> Given exercise
Pick up the piece on diet culture after its last sentence and keep writing it.
-- Start of Document --
What is Diet Culture?

Have you wondered this?

And also wondered why it matters to you?
Diet culture is not something I really knew about until 2019. If you're similar and wondering what the hell, you're not alone.

Here's what you need to know.

Diet culture says there is one standard form of beauty in Western society for women. And that is as thin as possible. (Except not too* thin).

Diet culture says that the pursuit of this thinness is normal and obligatory. In other words, if you're not dedicating yourself to being thinner, what are you even doing?

Diet culture holds up our value as women first and foremost in our appearance. It's performative and obligatory so that the world will accept and love us.

Diet culture has a direct crossover with "health" too whereby diet culture has skewed what that even means. Remembering that health is subjective to each of us. Yet diet culture says that only certain body shapes are healthy and that spending a great deal of time on that pursuit is not just OK, though to be celebrated.

Diet culture is so far beyond weight loss products, brands and companies too.

Diet culture has hijacked almost every part of our lives as we know them. And once you see it, you can no longer unsee it. You will notice it everywhere. In ads, shows, news, magazines, tweets, social chats, office banter, life.

Life in Western culture is diet culture. Dietitian Christy Harrison echoes this in her book Anti-Diet: Reclaim Your Time, Money, Well-Being and Happiness Through Intuitive Eating and says about diet culture...

"...a system of beliefs that equates thinness, muscularity and particular body shapes with health and moral virtue; promotes weight loss and body reshaping as a means of attaining higher status; demonises certain foods and food groups while elevating others; and oppress people who don't match its supposed picture of "health."
-- End of Document --
-- Start of Data --
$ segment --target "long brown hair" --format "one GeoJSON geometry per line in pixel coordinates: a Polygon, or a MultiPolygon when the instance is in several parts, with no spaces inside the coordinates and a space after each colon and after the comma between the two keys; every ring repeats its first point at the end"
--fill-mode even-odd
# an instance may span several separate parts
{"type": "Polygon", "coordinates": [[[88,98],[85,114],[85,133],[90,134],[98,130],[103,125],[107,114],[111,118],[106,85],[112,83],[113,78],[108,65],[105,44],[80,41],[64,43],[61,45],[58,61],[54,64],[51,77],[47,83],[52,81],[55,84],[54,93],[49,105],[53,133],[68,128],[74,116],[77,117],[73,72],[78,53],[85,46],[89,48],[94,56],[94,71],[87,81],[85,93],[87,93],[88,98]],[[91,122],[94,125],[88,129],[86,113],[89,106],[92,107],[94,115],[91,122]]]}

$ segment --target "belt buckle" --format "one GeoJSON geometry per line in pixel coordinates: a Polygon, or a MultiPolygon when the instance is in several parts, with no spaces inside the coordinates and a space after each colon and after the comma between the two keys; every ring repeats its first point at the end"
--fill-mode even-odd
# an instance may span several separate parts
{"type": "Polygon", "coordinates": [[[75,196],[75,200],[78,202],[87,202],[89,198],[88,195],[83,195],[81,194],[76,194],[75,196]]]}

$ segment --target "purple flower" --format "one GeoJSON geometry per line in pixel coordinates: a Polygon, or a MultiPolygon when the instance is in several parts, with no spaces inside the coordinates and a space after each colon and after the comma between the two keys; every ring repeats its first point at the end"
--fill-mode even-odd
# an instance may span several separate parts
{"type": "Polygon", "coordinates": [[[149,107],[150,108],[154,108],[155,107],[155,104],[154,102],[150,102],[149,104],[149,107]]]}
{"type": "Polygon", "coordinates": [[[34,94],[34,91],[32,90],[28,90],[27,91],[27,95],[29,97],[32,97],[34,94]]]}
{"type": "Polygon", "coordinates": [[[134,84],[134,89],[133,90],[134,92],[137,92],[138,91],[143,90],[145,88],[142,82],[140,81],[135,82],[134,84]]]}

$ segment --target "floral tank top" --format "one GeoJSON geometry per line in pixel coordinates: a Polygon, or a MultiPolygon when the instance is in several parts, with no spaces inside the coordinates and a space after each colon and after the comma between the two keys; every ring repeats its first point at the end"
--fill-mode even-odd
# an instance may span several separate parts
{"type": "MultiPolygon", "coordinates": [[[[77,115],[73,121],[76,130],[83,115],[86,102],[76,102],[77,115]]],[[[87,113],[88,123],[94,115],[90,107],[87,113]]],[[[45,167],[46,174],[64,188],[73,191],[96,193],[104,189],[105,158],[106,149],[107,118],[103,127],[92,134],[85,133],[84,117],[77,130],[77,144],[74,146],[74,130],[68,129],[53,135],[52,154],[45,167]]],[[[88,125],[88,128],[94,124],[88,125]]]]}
-- End of Data --
> Response to the exercise
From my time spent working with women on their relationship to food and their body, it's evident how many hours are lost (yes, lost), to all-consuming thoughts of food and weight. It's a ruling internal dialogue. And this is very often without the presence of an eating disorder. This is the normalised BS that is diet culture.

This is how foods become "good" and "bad." Read more about that here.

This is how weight is used to shame.

This is how before and after shots become marketing.

This is how most of us have no freaking idea what to eat!

Diet culture disconnects us from our bodies and sends the message that we can't trust ourselves.

Diet culture does not however let us know the truth. The truth that for most of us, pursuing intentional weight loss will not be sustainable [1].

Diet culture is so entrenched in our minds that moving from diet to diet without long-term success is not considered at all to be a fault of the process. So-called failing on a diet is our fault. It’s our lack of willpower. It’s never the diet right? Wrong!

Fact: failing at a diet is exactly what your body is meant to do.

It's how your body protects itself against perceived famine. It will do everything it can to restore weight lost. This is why dieters feel increased hunger, lethargy, fatigue, hanger and low mood. Your body is conserving energy by lowering its metabolism and increasing your drive to eat. The rest is the reality of restricting food groups/calories in the name of weight loss - misery.

Diet culture also doesn't let us know that we can take enjoyable steps towards improving our health without focusing on, or even changing our weight [2] [3]. And that our worth is not our weight.

 

 

Personally and professionally this means a great deal to me. It's the work that gets me fired up every single day. It's the advocacy work that sometimes leaves me frustrated and  unsure of ever impacting. But also knowing that this is my main ambition and drive.

I; like most women (and increasing numbers of men); have lost years of life to this life suck known as diet culture. Thinking I'm not enough if I'm not thinner. Attempting to control my diet in order to control my weight and inevitably feeling completely obsessed with food and out of control. The bottom line is: we have so much better stuff to do!

How can we expect to run the world when our mind is consumed with thoughts of food and our weight?! When we focus on restricting food, we restrict our life experiences.

Diet culture keeps us small. And I will not stand for that.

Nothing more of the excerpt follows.